-- start of Data for the task --
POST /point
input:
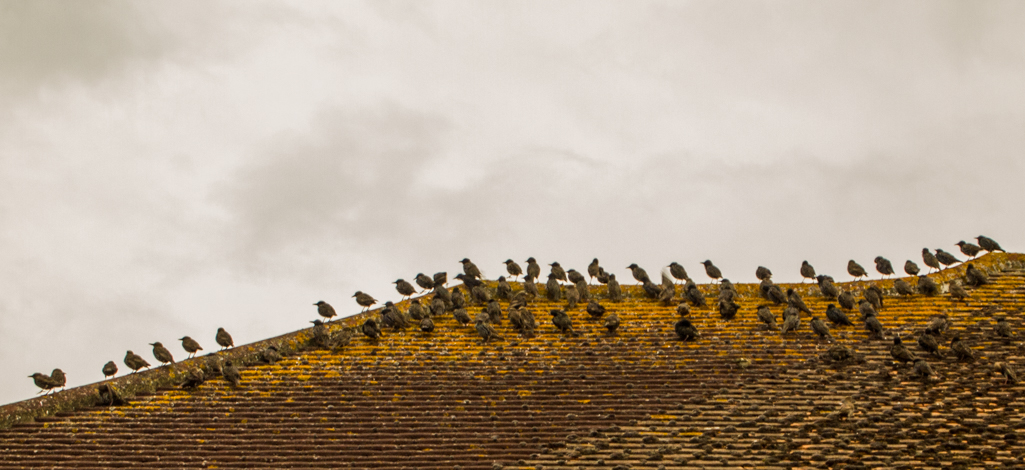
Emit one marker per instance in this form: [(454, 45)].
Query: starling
[(929, 344), (975, 276), (855, 269), (161, 353), (533, 269), (405, 289), (945, 258), (612, 323), (988, 244), (930, 259), (678, 271), (426, 325), (424, 282), (927, 286), (900, 352), (910, 267), (807, 271), (686, 331), (884, 266), (364, 300), (820, 329), (961, 350), (231, 374), (470, 269), (558, 271), (837, 316), (711, 270), (513, 268), (969, 249), (562, 322), (110, 369), (766, 316), (903, 288), (639, 273)]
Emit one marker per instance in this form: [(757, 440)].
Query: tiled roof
[(740, 396)]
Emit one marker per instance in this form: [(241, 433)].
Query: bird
[(807, 271), (988, 244), (231, 374), (135, 361), (910, 267), (945, 258), (820, 328), (223, 339), (969, 249), (930, 259), (900, 352), (711, 270), (639, 273), (405, 289), (364, 300), (533, 269), (855, 269), (685, 330), (470, 269), (884, 266), (161, 353), (513, 268), (837, 316), (110, 369)]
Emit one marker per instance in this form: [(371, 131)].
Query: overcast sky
[(167, 168)]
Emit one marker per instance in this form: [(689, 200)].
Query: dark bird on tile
[(686, 331), (988, 244), (135, 361), (161, 353), (969, 249), (807, 271), (900, 352), (110, 369), (837, 316), (945, 258), (910, 267), (711, 270), (364, 300)]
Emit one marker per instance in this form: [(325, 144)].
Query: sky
[(168, 168)]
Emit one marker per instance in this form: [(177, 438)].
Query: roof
[(740, 396)]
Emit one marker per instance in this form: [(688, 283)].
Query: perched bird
[(364, 300), (855, 269), (223, 339), (807, 271), (836, 316), (910, 267), (513, 268), (900, 352), (711, 270), (884, 266), (639, 273), (988, 244), (231, 374), (820, 329), (945, 258), (686, 331), (135, 361), (969, 249), (161, 353), (110, 369)]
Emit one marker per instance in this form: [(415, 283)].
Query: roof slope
[(640, 398)]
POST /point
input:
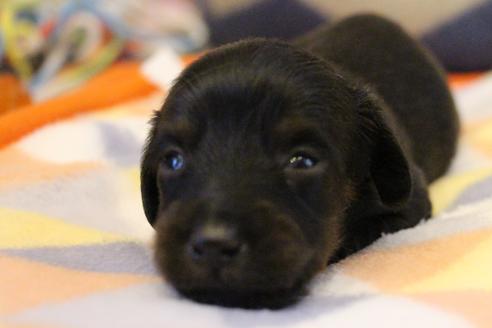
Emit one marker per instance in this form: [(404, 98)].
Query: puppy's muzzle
[(215, 246)]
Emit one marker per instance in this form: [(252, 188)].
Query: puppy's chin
[(272, 299), (272, 274)]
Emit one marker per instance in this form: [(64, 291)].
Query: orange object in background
[(121, 82), (12, 93)]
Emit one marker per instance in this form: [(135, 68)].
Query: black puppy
[(270, 160)]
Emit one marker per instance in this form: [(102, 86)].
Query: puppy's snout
[(215, 246)]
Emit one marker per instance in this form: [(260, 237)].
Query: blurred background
[(51, 46)]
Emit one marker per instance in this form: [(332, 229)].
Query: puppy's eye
[(301, 161), (174, 161)]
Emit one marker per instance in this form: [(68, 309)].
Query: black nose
[(215, 245)]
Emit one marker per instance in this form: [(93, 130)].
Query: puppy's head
[(249, 167)]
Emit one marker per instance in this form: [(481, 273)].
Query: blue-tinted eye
[(301, 161), (174, 161)]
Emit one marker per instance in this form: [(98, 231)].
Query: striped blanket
[(75, 247)]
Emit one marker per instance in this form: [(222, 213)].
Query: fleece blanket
[(76, 249)]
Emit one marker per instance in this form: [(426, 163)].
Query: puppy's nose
[(215, 246)]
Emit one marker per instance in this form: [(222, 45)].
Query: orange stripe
[(457, 80), (121, 82)]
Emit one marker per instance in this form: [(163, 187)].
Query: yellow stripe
[(445, 191), (20, 229)]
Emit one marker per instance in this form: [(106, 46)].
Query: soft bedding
[(76, 249)]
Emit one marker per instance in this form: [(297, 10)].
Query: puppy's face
[(247, 173)]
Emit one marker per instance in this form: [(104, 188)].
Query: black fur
[(361, 97)]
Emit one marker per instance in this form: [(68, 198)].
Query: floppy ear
[(388, 165), (148, 176)]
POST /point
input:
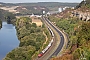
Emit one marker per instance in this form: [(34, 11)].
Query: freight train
[(49, 45)]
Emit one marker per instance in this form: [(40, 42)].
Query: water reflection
[(8, 39)]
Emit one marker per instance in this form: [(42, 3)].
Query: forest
[(31, 39), (79, 37)]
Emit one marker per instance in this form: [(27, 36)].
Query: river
[(8, 39)]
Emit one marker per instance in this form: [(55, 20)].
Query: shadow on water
[(8, 38)]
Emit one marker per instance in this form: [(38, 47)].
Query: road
[(51, 52)]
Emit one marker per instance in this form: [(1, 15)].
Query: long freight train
[(49, 45)]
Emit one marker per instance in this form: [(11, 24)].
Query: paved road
[(48, 55)]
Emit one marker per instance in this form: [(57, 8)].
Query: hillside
[(36, 8), (76, 23)]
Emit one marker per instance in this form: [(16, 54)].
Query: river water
[(8, 39)]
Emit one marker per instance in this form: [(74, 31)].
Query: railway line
[(48, 54)]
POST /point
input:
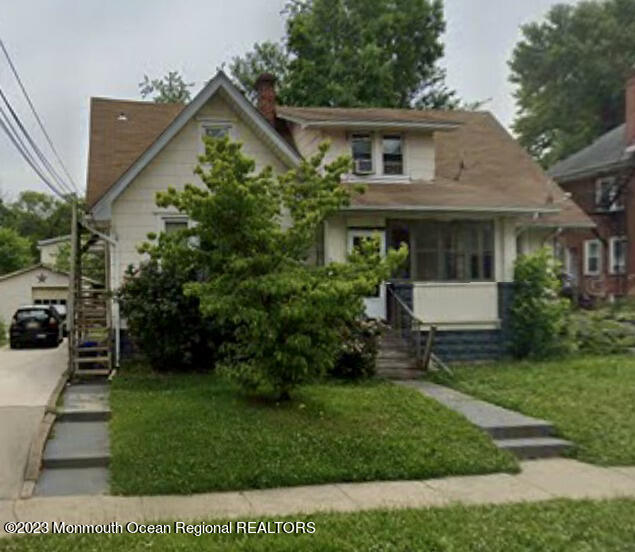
-- end of Data for the task --
» **Written exercise**:
Give every line of the records above as a numbered list, skipping any blank lines and leaving out the pictures.

» **Written response**:
1. POST /point
2. input:
3. Emit one marker per instance in this form: [(454, 45)].
4. Query: starling
5. [(929, 344), (975, 276), (855, 269), (161, 353), (533, 269), (405, 289), (945, 258), (612, 323), (988, 244), (930, 259), (678, 271), (426, 325), (424, 282), (927, 286), (900, 352), (910, 267), (807, 271), (686, 331), (884, 266), (364, 300), (820, 329), (961, 350), (231, 374), (470, 269), (558, 271), (837, 316), (711, 270), (513, 268), (969, 249), (562, 322), (110, 369), (766, 316), (903, 288), (639, 273)]
6. Emit one marker per instance in this form: [(757, 440)].
7. Query: tiled roof
8. [(740, 396)]
9. Emit one marker per instance in this form: [(241, 433)].
10. Query: bird
11. [(807, 271), (988, 244), (231, 374), (135, 361), (910, 267), (945, 258), (820, 328), (223, 339), (969, 249), (930, 259), (900, 352), (711, 270), (639, 273), (405, 289), (364, 300), (533, 269), (855, 269), (685, 330), (470, 269), (884, 266), (161, 353), (513, 268), (837, 316), (110, 369)]
12. Emit one marker per instance in this form: [(371, 131)].
13. Query: overcast sky
14. [(167, 168)]
15. Emit one marker per instance in this form: [(689, 200)].
16. Query: dark bird on tile
17. [(686, 331), (988, 244), (135, 361), (161, 353), (969, 249), (807, 271), (900, 352), (110, 369), (837, 316), (945, 258), (910, 267), (711, 270), (364, 300)]
18. Emit one marker per instance in this form: [(325, 144)].
19. Query: sky
20. [(168, 168)]
21. Emit one marker per instance in this form: [(177, 438)].
22. Query: roof
23. [(740, 396)]
24. Emit one marker per instance in this form: [(688, 283)].
25. Query: perched bird
26. [(364, 300), (855, 269), (223, 339), (807, 271), (836, 316), (910, 267), (513, 268), (900, 352), (711, 270), (884, 266), (639, 273), (988, 244), (231, 374), (820, 329), (945, 258), (686, 331), (135, 361), (969, 249), (161, 353), (110, 369)]
27. Emit one marker per instance in this form: [(415, 283)].
28. Query: roof slope
29. [(640, 398)]
30. POST /point
31. input:
32. Emit one marker per instance in this form: [(404, 98)].
33. Query: puppy's muzzle
34. [(215, 246)]
35. Emit one marker per instance in this form: [(252, 188)].
36. Query: puppy's chin
37. [(272, 299), (272, 274)]
38. Emit one marker per instance in this form: [(64, 291)].
39. Query: orange object in background
40. [(121, 82), (12, 93)]
41. Emit one marker per instance in this form: [(135, 68)].
42. Query: black puppy
43. [(270, 160)]
44. Emit one marker per instance in this form: [(102, 86)].
45. Query: puppy's snout
46. [(215, 246)]
47. Emit one marker per instance in this form: [(260, 237)].
48. Query: blurred background
49. [(51, 46)]
50. Emit one marker per instance in this form: [(332, 229)].
51. Query: puppy's eye
52. [(301, 161), (174, 161)]
53. Emit one marker per instance in this form: [(68, 309)].
54. Query: black nose
55. [(215, 245)]
56. Emit one marker per instance in this form: [(93, 130)].
57. Query: puppy's head
58. [(249, 167)]
59. Emit one marker per instance in this form: [(481, 273)].
60. Query: blue-tinted eye
61. [(301, 161), (174, 161)]
62. Emit one marker per instance in this form: [(98, 231)].
63. Query: striped blanket
64. [(75, 247)]
65. Emit one marker per instance in this form: [(222, 213)].
66. Query: fleece blanket
67. [(76, 249)]
68. Emit one marker per instance in this form: [(426, 163)].
69. Query: puppy's nose
70. [(215, 246)]
71. Emit one marker per instance in this form: [(222, 45)].
72. Query: orange stripe
73. [(457, 80), (121, 82)]
74. Emit one marker per instance in this form: [(163, 187)].
75. Query: yellow stripe
76. [(445, 191), (20, 229)]
77. Emit one marker per instance in this form: [(106, 46)].
78. Query: soft bedding
79. [(76, 249)]
80. Emit one marker per instance in this form: [(297, 10)].
81. Query: puppy's face
82. [(247, 173)]
83. Emit one marker per instance in this form: [(104, 188)].
84. Query: black fur
85. [(361, 97)]
86. Emit one marker per instance in this form: [(68, 198)].
87. Query: floppy ear
88. [(388, 165), (148, 176)]
89. POST /point
90. input:
91. Emit one marker per instance in this form: [(34, 11)].
92. Query: freight train
93. [(49, 45)]
94. Emit one marker per instance in this form: [(40, 42)].
95. Query: water reflection
96. [(8, 39)]
97. Emit one marker per instance in this form: [(42, 3)].
98. Query: forest
99. [(31, 39), (79, 37)]
100. Emit one marker per instance in this form: [(27, 36)].
101. Query: river
102. [(8, 39)]
103. Emit one marker per instance in this form: [(55, 20)].
104. Query: shadow on water
105. [(8, 38)]
106. Emit one marker per instance in this form: [(38, 47)].
107. Query: road
108. [(51, 52)]
109. Emit one marker per instance in this form: [(1, 15)].
110. Query: long freight train
111. [(49, 45)]
112. Emit one marker per instance in this form: [(11, 24)].
113. Query: paved road
114. [(48, 55)]
115. Emit one marker per instance in this form: [(57, 8)].
116. Query: hillside
117. [(36, 8), (76, 23)]
118. Emit one marker per instance in this form: [(16, 54)].
119. Query: river water
120. [(8, 39)]
121. Emit one marker per instance in this form: [(74, 31)].
122. Query: railway line
123. [(48, 54)]
124. POST /point
125. input:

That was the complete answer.